GIVEN ENTRIES:
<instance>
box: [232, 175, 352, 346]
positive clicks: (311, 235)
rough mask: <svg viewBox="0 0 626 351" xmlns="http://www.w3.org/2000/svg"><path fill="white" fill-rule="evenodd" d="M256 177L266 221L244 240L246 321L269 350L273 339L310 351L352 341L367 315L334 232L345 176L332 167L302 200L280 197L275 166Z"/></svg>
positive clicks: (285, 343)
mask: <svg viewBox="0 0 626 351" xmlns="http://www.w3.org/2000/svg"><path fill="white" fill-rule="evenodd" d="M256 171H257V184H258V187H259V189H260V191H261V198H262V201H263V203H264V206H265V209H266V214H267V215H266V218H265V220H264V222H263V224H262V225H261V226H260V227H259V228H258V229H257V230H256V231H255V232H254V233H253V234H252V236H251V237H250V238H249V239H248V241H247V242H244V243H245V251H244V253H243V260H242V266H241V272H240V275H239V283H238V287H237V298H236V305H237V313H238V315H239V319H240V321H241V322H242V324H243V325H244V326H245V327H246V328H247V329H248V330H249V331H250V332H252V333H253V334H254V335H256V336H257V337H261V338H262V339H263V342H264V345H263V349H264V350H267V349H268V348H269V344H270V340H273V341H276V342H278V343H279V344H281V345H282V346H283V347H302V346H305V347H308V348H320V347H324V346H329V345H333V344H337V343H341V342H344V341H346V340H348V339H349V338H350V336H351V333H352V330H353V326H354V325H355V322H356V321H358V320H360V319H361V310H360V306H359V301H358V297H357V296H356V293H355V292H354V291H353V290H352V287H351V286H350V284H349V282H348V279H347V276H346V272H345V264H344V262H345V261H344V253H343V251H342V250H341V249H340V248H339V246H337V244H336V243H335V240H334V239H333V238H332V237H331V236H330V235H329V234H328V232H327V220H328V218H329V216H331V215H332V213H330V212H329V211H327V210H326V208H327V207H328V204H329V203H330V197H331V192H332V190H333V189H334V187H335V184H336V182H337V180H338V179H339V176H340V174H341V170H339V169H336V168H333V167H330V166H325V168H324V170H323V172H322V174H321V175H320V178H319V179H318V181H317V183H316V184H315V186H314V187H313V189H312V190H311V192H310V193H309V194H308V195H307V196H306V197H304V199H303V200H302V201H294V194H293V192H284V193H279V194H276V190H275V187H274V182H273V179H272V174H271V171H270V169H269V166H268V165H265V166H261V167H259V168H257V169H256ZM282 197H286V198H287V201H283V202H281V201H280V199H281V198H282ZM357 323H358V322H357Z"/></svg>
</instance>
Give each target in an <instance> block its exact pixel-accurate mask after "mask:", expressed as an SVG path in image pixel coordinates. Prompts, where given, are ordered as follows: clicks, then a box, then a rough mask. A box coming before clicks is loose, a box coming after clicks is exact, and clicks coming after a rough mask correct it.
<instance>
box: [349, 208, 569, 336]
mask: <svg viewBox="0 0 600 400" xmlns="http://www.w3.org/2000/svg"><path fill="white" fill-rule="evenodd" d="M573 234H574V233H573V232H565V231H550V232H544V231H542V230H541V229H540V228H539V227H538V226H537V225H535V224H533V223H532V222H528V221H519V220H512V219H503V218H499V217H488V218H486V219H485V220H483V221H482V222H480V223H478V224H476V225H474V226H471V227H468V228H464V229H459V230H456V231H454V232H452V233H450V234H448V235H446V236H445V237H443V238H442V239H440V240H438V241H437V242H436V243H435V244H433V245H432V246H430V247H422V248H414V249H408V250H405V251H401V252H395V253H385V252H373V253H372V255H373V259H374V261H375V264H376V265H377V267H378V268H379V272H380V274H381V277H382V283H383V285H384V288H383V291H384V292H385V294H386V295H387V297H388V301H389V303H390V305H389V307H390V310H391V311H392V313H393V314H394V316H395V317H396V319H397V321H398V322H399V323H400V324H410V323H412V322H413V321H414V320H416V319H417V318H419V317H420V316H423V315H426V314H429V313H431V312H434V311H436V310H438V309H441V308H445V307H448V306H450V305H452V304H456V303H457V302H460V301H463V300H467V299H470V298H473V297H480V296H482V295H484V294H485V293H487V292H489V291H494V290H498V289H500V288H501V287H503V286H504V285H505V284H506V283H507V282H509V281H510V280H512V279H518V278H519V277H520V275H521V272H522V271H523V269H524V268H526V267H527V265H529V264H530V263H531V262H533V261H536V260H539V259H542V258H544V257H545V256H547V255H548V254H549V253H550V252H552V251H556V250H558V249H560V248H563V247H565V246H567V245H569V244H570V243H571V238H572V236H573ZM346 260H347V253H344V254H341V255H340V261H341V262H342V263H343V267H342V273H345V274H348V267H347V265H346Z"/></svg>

BRIEF: State the number of lines in the data above that include the word "rough", leaving out any other words.

PROBLEM SOLUTION: 2